TASK INSTRUCTIONS
Take the line containing "TARGET = reflection on water" through the last line of the data and retype those lines exactly. Pictures do not belong in the copy.

(Image object location entries)
──────────────────────────────

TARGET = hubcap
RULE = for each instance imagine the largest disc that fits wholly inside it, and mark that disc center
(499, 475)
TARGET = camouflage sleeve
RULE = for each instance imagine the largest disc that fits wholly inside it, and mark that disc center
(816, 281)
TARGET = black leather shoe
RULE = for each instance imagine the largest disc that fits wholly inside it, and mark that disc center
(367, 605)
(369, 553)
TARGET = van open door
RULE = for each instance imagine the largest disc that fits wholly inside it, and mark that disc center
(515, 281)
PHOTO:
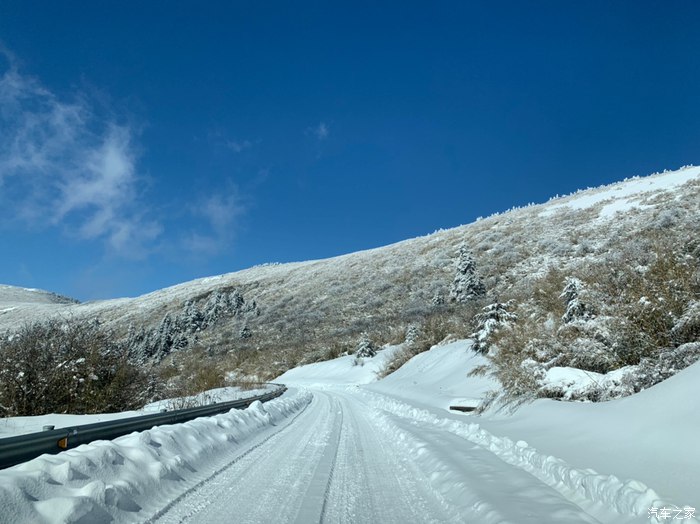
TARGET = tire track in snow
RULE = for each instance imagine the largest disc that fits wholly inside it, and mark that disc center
(162, 514)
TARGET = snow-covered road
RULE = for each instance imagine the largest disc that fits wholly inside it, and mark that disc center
(340, 446)
(341, 459)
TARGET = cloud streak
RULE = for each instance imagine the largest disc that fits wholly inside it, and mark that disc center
(63, 165)
(220, 213)
(320, 131)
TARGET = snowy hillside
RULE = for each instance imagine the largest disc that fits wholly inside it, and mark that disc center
(262, 321)
(351, 448)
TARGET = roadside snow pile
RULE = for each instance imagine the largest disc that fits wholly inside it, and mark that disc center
(340, 371)
(631, 499)
(438, 378)
(127, 479)
(650, 436)
(12, 426)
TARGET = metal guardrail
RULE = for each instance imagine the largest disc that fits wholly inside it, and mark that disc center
(15, 450)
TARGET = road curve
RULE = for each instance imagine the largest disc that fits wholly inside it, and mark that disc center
(341, 460)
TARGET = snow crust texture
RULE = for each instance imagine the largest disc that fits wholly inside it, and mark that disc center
(125, 479)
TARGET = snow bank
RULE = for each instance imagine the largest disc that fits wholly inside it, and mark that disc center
(127, 479)
(339, 371)
(629, 498)
(12, 426)
(438, 378)
(651, 436)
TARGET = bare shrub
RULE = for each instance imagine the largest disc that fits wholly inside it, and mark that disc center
(67, 367)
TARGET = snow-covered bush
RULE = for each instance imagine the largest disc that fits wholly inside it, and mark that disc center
(67, 367)
(667, 363)
(365, 347)
(687, 327)
(488, 321)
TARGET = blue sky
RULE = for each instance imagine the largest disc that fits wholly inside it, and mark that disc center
(143, 144)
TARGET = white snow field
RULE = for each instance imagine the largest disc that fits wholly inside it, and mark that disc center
(340, 446)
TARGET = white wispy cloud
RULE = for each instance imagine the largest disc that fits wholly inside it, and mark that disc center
(220, 212)
(320, 131)
(238, 146)
(62, 165)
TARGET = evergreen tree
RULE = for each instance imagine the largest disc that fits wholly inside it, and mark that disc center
(365, 347)
(491, 319)
(412, 333)
(467, 284)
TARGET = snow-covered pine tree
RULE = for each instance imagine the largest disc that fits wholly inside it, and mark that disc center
(365, 347)
(412, 333)
(467, 284)
(488, 321)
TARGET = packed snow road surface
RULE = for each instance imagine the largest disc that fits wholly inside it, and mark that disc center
(342, 460)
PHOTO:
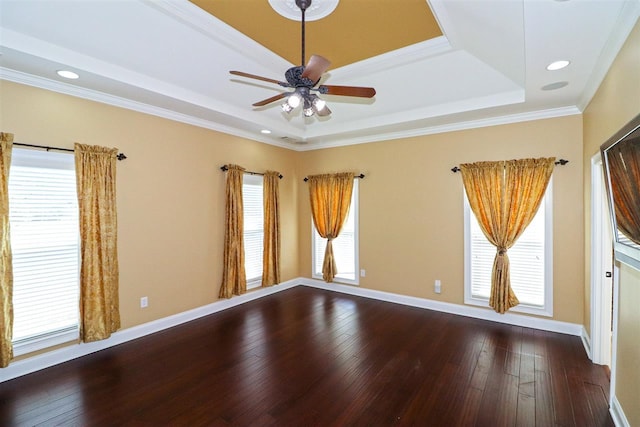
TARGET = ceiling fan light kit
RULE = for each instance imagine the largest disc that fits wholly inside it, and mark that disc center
(304, 79)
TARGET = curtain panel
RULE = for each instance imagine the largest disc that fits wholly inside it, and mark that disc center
(271, 244)
(505, 196)
(624, 161)
(6, 264)
(234, 280)
(330, 198)
(99, 274)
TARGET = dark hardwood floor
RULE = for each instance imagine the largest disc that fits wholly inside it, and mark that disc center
(307, 357)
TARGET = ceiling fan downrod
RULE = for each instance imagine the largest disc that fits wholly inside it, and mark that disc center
(303, 5)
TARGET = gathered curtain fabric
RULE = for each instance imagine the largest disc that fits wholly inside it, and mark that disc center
(505, 196)
(99, 273)
(624, 168)
(6, 264)
(234, 280)
(330, 197)
(271, 242)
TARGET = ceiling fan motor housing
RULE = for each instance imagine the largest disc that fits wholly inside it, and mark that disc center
(303, 4)
(295, 79)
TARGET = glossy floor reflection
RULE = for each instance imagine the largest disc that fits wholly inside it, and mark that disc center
(308, 357)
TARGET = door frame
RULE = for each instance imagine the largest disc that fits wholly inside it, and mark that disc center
(601, 263)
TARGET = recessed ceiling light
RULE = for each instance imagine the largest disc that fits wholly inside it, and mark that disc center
(554, 86)
(67, 74)
(558, 65)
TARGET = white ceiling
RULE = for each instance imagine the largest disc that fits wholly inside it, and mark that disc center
(169, 58)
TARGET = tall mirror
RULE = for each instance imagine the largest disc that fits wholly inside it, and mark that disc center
(621, 157)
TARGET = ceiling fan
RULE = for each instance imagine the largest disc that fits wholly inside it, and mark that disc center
(304, 82)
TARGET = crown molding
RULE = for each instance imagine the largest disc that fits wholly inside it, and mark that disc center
(626, 22)
(116, 101)
(452, 127)
(92, 95)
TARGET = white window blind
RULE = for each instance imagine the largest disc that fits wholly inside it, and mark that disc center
(530, 262)
(45, 244)
(345, 246)
(252, 196)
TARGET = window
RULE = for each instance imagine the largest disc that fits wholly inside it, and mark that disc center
(530, 260)
(252, 195)
(345, 246)
(43, 216)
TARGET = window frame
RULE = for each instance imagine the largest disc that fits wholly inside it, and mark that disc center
(547, 309)
(354, 209)
(257, 180)
(47, 160)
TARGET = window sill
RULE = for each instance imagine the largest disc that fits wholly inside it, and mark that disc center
(27, 346)
(339, 280)
(520, 308)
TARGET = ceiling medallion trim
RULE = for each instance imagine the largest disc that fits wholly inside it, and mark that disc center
(317, 10)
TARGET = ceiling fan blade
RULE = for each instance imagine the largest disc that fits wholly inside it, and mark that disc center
(363, 92)
(264, 79)
(270, 100)
(315, 68)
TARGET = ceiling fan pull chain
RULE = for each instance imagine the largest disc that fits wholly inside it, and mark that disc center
(303, 57)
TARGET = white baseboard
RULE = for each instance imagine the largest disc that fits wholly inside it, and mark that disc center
(45, 360)
(619, 418)
(445, 307)
(586, 342)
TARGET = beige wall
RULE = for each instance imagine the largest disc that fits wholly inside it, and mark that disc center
(411, 206)
(170, 193)
(616, 102)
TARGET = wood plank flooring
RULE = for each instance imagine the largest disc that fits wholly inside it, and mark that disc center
(308, 357)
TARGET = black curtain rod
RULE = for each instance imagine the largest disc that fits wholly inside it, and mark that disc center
(560, 162)
(225, 168)
(120, 156)
(361, 176)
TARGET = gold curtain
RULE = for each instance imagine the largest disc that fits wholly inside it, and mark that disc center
(6, 265)
(99, 275)
(330, 197)
(505, 196)
(271, 245)
(624, 166)
(234, 280)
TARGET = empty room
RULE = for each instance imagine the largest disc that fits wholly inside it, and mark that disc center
(320, 212)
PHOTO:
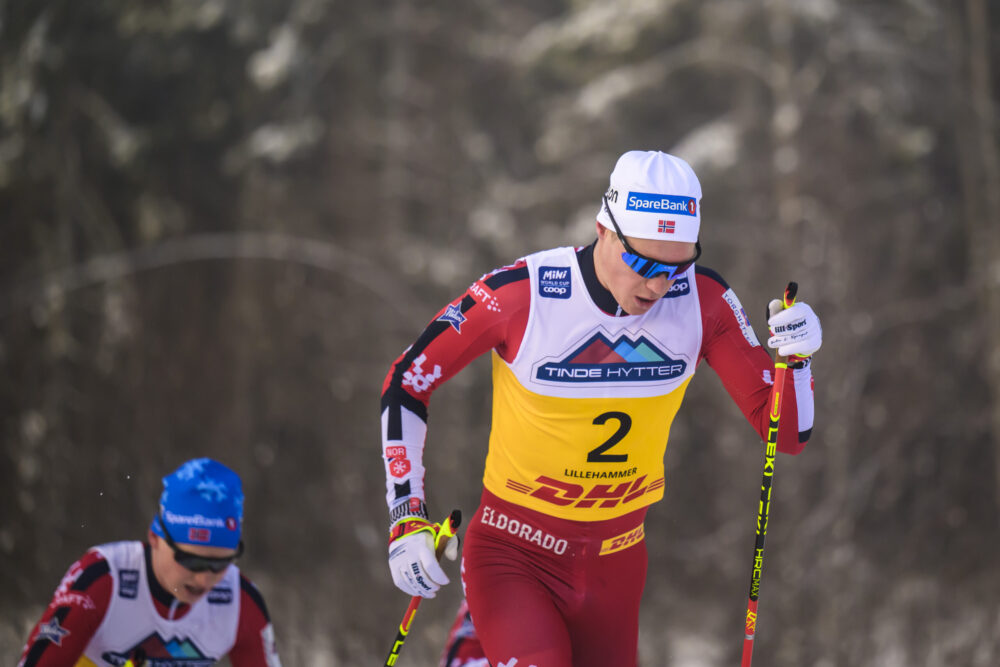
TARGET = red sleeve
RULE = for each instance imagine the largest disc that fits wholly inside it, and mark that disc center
(731, 348)
(492, 314)
(73, 615)
(255, 645)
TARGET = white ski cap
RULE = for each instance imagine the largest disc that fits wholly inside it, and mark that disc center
(653, 195)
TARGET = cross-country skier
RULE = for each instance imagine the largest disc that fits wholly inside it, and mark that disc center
(592, 350)
(176, 599)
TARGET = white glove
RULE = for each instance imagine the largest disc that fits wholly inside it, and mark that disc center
(413, 564)
(795, 331)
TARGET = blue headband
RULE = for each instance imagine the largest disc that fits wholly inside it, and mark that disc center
(202, 504)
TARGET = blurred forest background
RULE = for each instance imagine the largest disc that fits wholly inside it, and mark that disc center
(221, 220)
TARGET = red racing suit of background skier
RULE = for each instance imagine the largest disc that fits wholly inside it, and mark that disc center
(80, 613)
(584, 395)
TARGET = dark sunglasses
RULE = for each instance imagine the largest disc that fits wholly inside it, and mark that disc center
(194, 562)
(647, 267)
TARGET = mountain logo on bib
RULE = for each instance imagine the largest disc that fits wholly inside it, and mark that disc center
(622, 360)
(160, 653)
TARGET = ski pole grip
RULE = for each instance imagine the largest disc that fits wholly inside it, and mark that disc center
(449, 528)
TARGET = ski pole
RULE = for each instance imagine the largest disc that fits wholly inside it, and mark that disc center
(446, 530)
(777, 390)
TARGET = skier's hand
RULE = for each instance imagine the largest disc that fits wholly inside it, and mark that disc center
(795, 331)
(412, 559)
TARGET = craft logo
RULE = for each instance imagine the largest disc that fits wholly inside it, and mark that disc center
(160, 653)
(483, 296)
(417, 378)
(399, 467)
(645, 202)
(554, 282)
(622, 360)
(453, 316)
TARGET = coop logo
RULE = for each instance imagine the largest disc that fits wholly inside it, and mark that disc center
(554, 282)
(681, 287)
(622, 360)
(645, 202)
(157, 652)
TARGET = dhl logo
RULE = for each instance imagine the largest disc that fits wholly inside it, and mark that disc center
(598, 495)
(623, 541)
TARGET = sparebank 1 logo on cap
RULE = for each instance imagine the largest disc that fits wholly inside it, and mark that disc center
(601, 359)
(645, 202)
(554, 282)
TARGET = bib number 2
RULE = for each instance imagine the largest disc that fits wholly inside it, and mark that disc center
(597, 455)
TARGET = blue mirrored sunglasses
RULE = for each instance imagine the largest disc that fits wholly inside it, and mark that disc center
(647, 267)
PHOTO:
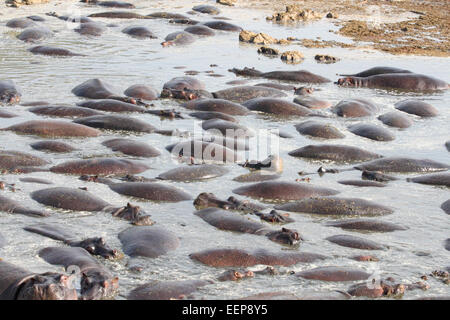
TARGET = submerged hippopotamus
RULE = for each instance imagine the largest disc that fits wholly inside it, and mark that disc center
(166, 290)
(95, 246)
(150, 242)
(217, 105)
(132, 148)
(282, 191)
(230, 221)
(372, 225)
(335, 206)
(208, 200)
(53, 128)
(194, 173)
(9, 93)
(331, 273)
(100, 166)
(242, 258)
(336, 153)
(319, 130)
(97, 89)
(349, 241)
(240, 94)
(403, 165)
(396, 81)
(10, 206)
(80, 200)
(96, 281)
(19, 284)
(186, 88)
(301, 76)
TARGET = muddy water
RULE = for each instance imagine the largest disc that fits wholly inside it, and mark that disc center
(122, 61)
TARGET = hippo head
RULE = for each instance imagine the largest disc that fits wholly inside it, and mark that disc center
(98, 247)
(302, 91)
(97, 285)
(285, 236)
(47, 286)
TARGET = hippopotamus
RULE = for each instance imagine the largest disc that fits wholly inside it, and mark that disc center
(217, 105)
(207, 115)
(274, 217)
(205, 8)
(240, 94)
(334, 274)
(371, 131)
(235, 275)
(355, 108)
(312, 102)
(395, 119)
(437, 179)
(97, 89)
(52, 146)
(372, 225)
(96, 281)
(182, 88)
(337, 153)
(151, 191)
(111, 4)
(166, 290)
(64, 111)
(53, 128)
(396, 81)
(282, 191)
(116, 122)
(417, 107)
(140, 91)
(150, 242)
(9, 160)
(19, 284)
(336, 206)
(200, 30)
(53, 51)
(277, 107)
(349, 241)
(301, 76)
(100, 166)
(403, 165)
(35, 180)
(118, 15)
(132, 148)
(243, 258)
(376, 70)
(319, 130)
(20, 23)
(226, 129)
(208, 200)
(194, 173)
(6, 114)
(90, 29)
(362, 183)
(139, 32)
(110, 105)
(35, 34)
(166, 15)
(95, 246)
(230, 221)
(222, 25)
(202, 151)
(9, 93)
(446, 206)
(13, 207)
(178, 38)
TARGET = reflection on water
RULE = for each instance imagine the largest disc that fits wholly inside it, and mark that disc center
(122, 61)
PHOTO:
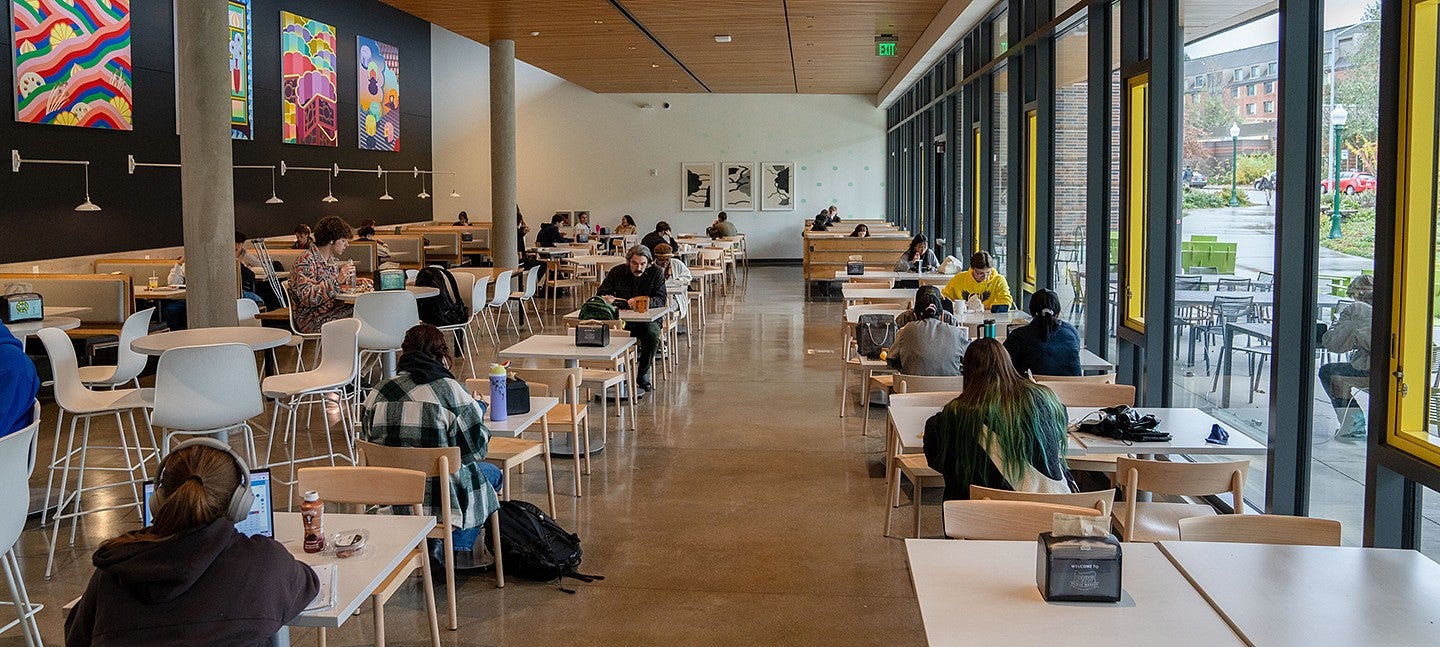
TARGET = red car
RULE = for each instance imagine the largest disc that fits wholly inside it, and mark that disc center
(1351, 183)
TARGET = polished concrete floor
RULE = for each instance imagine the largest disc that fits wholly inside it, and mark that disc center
(740, 512)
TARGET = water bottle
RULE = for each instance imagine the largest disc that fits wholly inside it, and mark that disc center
(497, 394)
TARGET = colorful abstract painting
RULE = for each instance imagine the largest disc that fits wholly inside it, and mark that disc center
(307, 49)
(242, 113)
(72, 62)
(378, 67)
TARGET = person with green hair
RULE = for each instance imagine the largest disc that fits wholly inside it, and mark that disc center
(1002, 431)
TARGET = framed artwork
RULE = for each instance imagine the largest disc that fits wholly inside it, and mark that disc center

──────────────────────────────

WRITTEN SOLUTION
TARGET = reflection on water
RULE = for each instance imagine the largest disc that fits wholly inside it, and mark that disc center
(122, 61)
PHOTO:
TARGET = red car
RULE = for each instance imagine the largest disc that fits wholly inside it, and mark that disc center
(1351, 183)
TARGET = polished concrete floor
RULE = for each instance imagine the largest disc that fits wholly inside it, and mark that disc center
(740, 512)
TARGET = water bottle
RULE = for each instance imagine the largest disc that fits wholly inside it, and mark that disc center
(497, 394)
TARGET = colorful abstract painting
RULE = for each instance imagine the largest disc that fits wholly inside it, and mark that disc center
(307, 49)
(242, 113)
(72, 62)
(378, 67)
TARGET = person with green hair
RULE = for each instance imagine the largest disc that fits wholly inside it, and mark that disc center
(1002, 431)
TARGET = framed artwork
RULE = for each instance imagine the largest disc that fits wholly inside it, and mark that disc center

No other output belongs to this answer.